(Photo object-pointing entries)
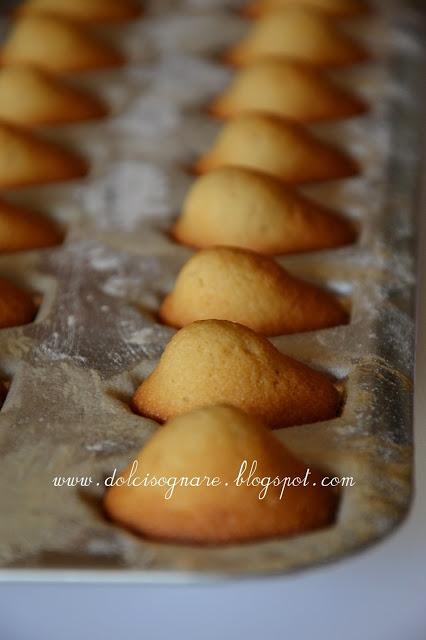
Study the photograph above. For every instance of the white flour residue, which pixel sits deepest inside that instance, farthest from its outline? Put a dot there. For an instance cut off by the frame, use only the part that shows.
(128, 193)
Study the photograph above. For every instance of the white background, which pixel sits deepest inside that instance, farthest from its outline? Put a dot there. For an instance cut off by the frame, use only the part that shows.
(377, 595)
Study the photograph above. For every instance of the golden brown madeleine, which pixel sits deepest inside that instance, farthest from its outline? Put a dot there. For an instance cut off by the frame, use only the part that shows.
(243, 208)
(56, 45)
(31, 97)
(334, 8)
(276, 147)
(242, 286)
(214, 361)
(22, 230)
(289, 90)
(298, 34)
(215, 442)
(26, 159)
(90, 11)
(16, 306)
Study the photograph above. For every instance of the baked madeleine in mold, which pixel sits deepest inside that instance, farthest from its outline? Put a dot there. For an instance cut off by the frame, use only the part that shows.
(289, 90)
(297, 34)
(30, 97)
(22, 230)
(27, 159)
(243, 208)
(214, 442)
(215, 361)
(276, 147)
(56, 45)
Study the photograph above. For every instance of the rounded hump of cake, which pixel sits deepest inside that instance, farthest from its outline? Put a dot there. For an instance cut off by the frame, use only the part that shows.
(289, 90)
(242, 208)
(27, 159)
(30, 97)
(334, 8)
(214, 361)
(56, 45)
(298, 34)
(276, 147)
(23, 230)
(214, 442)
(244, 287)
(16, 306)
(90, 11)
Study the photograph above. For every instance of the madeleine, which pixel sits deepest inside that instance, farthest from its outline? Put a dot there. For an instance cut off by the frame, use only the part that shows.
(297, 34)
(23, 230)
(289, 90)
(215, 361)
(278, 148)
(241, 286)
(212, 444)
(16, 306)
(56, 45)
(243, 208)
(26, 159)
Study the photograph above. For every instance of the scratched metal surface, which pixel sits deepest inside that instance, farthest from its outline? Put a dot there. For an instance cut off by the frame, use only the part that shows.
(75, 368)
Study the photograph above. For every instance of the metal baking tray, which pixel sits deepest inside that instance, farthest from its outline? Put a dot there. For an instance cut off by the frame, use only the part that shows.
(74, 369)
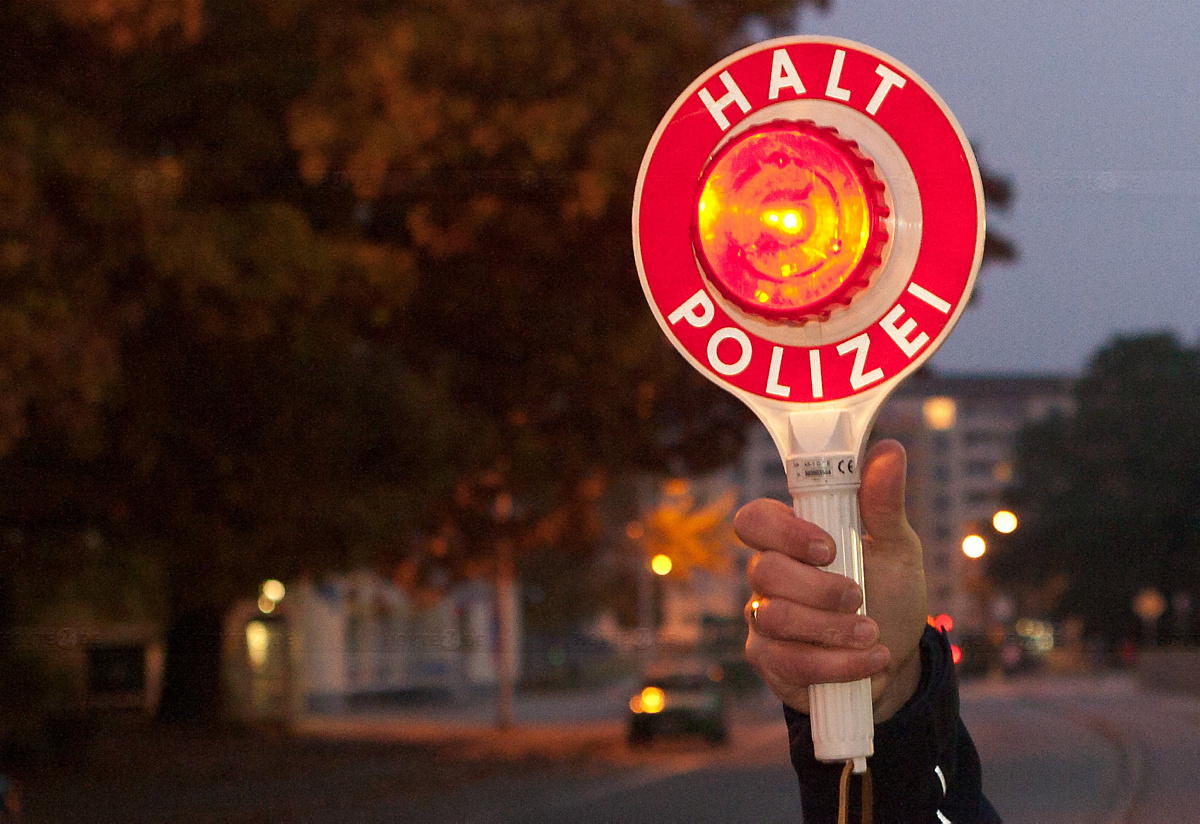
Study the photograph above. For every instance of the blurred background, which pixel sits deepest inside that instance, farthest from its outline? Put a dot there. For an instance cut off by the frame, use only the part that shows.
(346, 476)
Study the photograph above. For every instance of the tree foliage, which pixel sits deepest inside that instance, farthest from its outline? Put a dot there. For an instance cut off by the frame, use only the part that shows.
(1109, 497)
(281, 278)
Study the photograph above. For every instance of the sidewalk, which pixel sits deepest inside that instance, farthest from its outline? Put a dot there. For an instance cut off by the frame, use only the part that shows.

▸ WHAT IS ASKED
Copy out every line of the entries above word for word, omitting the pictures.

▸ TASK RESPONSE
Study the photograph above. For every instance of the white flour residue, which pixel sits deepest inside that instance, farthest from its outline? Put a dot there. For an instance cut off by the frame, use only the part that shows.
(128, 193)
Study the photograph above. For every instance of the white background, which pixel sits deepest inside that instance, farthest from its outline? Put a dot there. For an instance cut off by the frame, use only the part that shows.
(377, 595)
Study the photograph above. For every instance of the golden brown madeleine, which pixel sits deepest inside that instance, farthest from its outline? Put a dot there. For an instance cut off by the frame, use only the part that shows.
(243, 208)
(56, 45)
(31, 97)
(334, 8)
(276, 147)
(242, 286)
(214, 361)
(22, 230)
(289, 90)
(298, 34)
(215, 442)
(26, 159)
(90, 11)
(16, 306)
Study the photograph above. For every instance of the baked madeleine in mold, which pixel sits deepest inside that instance, farthest from its outline? Put a dot there. For an instance cut off by the frame, use only the part that shows.
(289, 90)
(297, 34)
(30, 97)
(22, 230)
(27, 159)
(243, 208)
(214, 442)
(215, 361)
(276, 147)
(56, 45)
Study the photograph above. For every instance of the rounded hump of cake, which pixel sits deepest inside that instance, farthest from its outline? Put a dot there. For an instance cut off by the frame, use only the part that shows.
(289, 90)
(242, 208)
(27, 159)
(30, 97)
(334, 8)
(214, 361)
(56, 45)
(298, 34)
(276, 147)
(23, 230)
(214, 442)
(244, 287)
(16, 306)
(90, 11)
Study the photograph above. For every instance of the madeleine, which pixel sits deepest inside that instance, farthest from its outline? Put a dot there. For an instance cut off by the frame, use only the part that shows.
(297, 34)
(23, 230)
(289, 90)
(215, 361)
(278, 148)
(241, 286)
(212, 444)
(16, 306)
(56, 45)
(243, 208)
(26, 159)
Study the photograph above. For every instance of the scratched metal surface, which pixel sits deepest inside that instance, farthest from its outline? Put a dot there. For an instance cut off by the frame, use only the part that shows.
(75, 368)
Study the photograph above. For every instance of the metal baking tray, which pixel sits deepest inside that instance, farthest from its outline? Put a dot there. For an instance cut off by the frame, use only the part that shows.
(74, 369)
Study the photograph above. For every instance of the blurred background, which pixel sits deepest inside that instance, farthest from its outline? Put a dot there. For an instance cut off by the frame, use only the part that shows.
(346, 476)
Study the photograph above. For every instance of the tree foliage, which pixel sits deepest inside that instance, farthest from its outline? Put a dot there. For an instance cut off by the frame, use only the part that shows.
(1109, 497)
(281, 278)
Study the photograph above. For every instance of the sidewalk, which pixel sits deepest inside that instance, farthest from its outline? Put a dot there. For an instance cut off by the frame, use only the part that shows.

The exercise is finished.